#### [EXTRAIT DE PAGE]
Kae Tempest, la voix d'une génération
- Juliette Arnaudet
- 30 déc. 2022
- 6 min de lecture
Au cours de ces derniers mois, j’ai fait une très belle découverte musicale et poétique :
Kae Tempest, artiste pluridisciplinaire britannique.
J’ai d’abord commencé par écouter ses compositions musicales. J'ai tout de suite adoré car elles sont dans la lignée de la « spoken poetry » (poésie parlée), une manière de diffuser la poésie très répandue dans les pays anglophones.
Plus j'aimais ses compositions, plus l’envie me démangeait de découvrir ses écrits, et cette envie s’est réalisée.
Cela méritait bien une note de lecture !

Son recueil appelé « Let Them Eat Chaos » (« Qu’On Leur Donne Le Chaos »), traduit par Louise Bartlett et D' de Kabal (L'Arche) ne quitte plus mes pensées depuis que je l’ai lu et relu.
C’est une descente dans un enfer urbain et intime au coeur de Londres, à travers sept personnages. Kae Tempest emprunte le début et la fin de son recueil au style des grands récits mythologiques, en construisant un palimpseste entre le temps présent et le temps universel (cela m’a d’ailleurs fait un peu penser à la poésie de T.S. Eliot).
Le « Je » poétique semble s’éveiller, ni femme ni homme, au coeur de la nuit et se projette brusquement dans un temps simultané à 4h18 du matin, dans le quotidien d’âmes égarées dans la grande ville :
« The people. The life.
Their faces are bright in your body.
You're feeling.
You want to be close to them.
Closer.
These are your species,
your kindred.
Where have you landed ?
Uncurl yourself (...)
At any given moment in the middle of a city
there's a million epiphanies occuring,
in the blurring of the world beyond the curtain
and the world withing the person
There's a quivering »
« Les gens.
La vie.
Leurs visages rayonnent dans ton corps.
Tu ressens.
Tu veux être près d'eux.
Plus près.
Ils sont ton espèce,
ta famille.
Où as-tu atterri ?
Déplie-toi (...)
Au coeur d'une ville à chaque instant
un million d'épiphanies se produisent,
dans le brouillard naissant du monde au-delà du rideau
et du monde à l'intérieur d'une personne
Il y a un frémissement »
Ces âmes sont dans une situation qui les pousse à se mouvoir dans leur appartement. Certaines sont sur le point de partir. Mais partir où ? C’est parce qu’elles doivent aller au travail. D’autres partent vers un autre espace, un autre lieu de vie ou une autre ville. D’autres ne partent pas, mais se déplacent dans leur espace mental, emprisonnées par leur situation de vie précaire et par le poids du monde sur leur quotidien.
Kae Tempest déroule la nuit comme un chemin sinueux de vies enveloppées dans toute une époque défigurée par la peur, l’angoisse, la faim et la pauvreté. Lae poète.sse déploie sa narration à travers ces multiples voix et devient porte-parole.
Iel n’a pas peur des mots, dévoile tous les travers de la société de surconsommation, des paradoxes des âmes humaines qui tentent de rester en vie, jusqu’à tenter d’exister :
« And we have learned nothing from history
People are dead in their lifetimes
Dazed in the shine of the streets.
But look how the traffic's still moving (...)

#### [ÉTAPES DE L'EXERCICE]
1. Dans l'article sur Kae Tempest, transformez en liste le paragraphe qui commence par « Ces âmes sont dans une situation » en gardant ses faits principaux.
2. Poursuivez l'article sur Kae Tempest à partir de l'endroit où il s'interrompt.

#### [DONNÉES BRUTES]
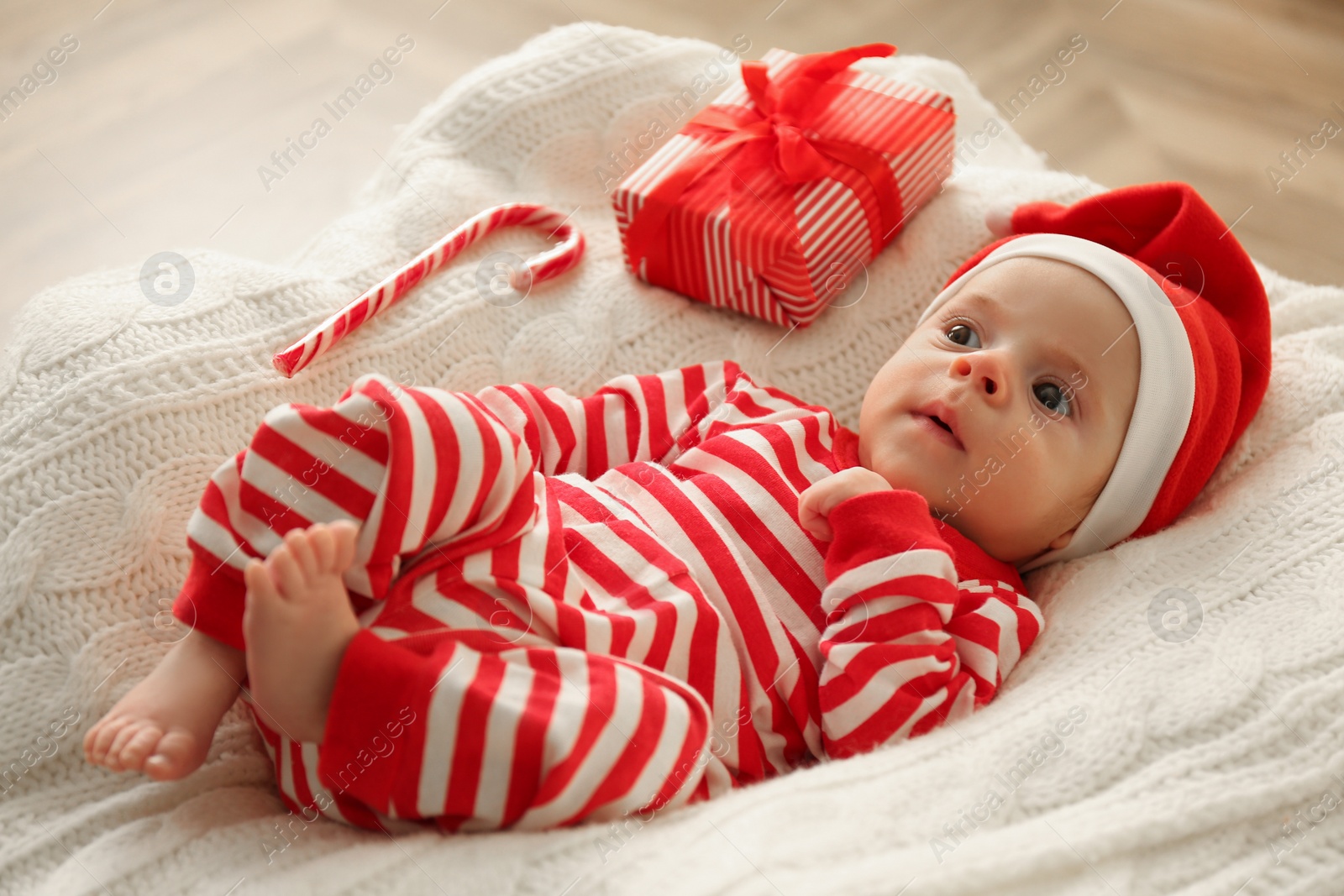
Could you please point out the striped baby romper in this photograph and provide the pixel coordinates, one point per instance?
(584, 607)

#### [RÉPONSES PAR CONSIGNE]
1.
- Leur situation pousse ces âmes à se mouvoir dans leur appartement.
- Certaines sont sur le point de partir, parce qu'elles doivent aller au travail.
- D'autres partent vers un autre espace, un autre lieu de vie ou une autre ville.
- D'autres ne partent pas, mais se déplacent dans leur espace mental, prisonnières de leur vie précaire et du poids du monde sur leur quotidien.

2.
All of the blood that was shed for these cities to grow,
all of the bodies that fell
The roots that were dug from the earth
so these games could be played --
I see it tonight
in the stains
on my
hands »
« Et nous n'avons rien appris de l'histoire.
Les gens sont morts de leur vivant
Etourdis par les lumières des rues.
Mais regarde comme la circulation continue (...)
Tout le sang versé pour que ces villes grandissent,
tous les corps tombés
Les racines tirées de notre Terre
Tout ça pour jouer à ces jeux-là --
Je le vois ce soir
dans les taches
sur mes
mains »
C’est un voyage à travers notre noirceur, nos solitudes, que Kae Tempest tente d’ancrer, dans une capitale étouffante. Le Moi lyrique entre dans une conversation de plus en plus indissociable avec les êtres qu’il a crée, les apostrophe, les critique, devient la voix de ce monde en destruction de sa propre humanité :
« It's the
Boredofitall Generation
the product of product placement
and manipulation,
shoot'em up, brutal
duty of care,
come on ! new shoes !
beautiful hair.
bullshit
saccharine
ballads
and selfies
and selfies
and selfies »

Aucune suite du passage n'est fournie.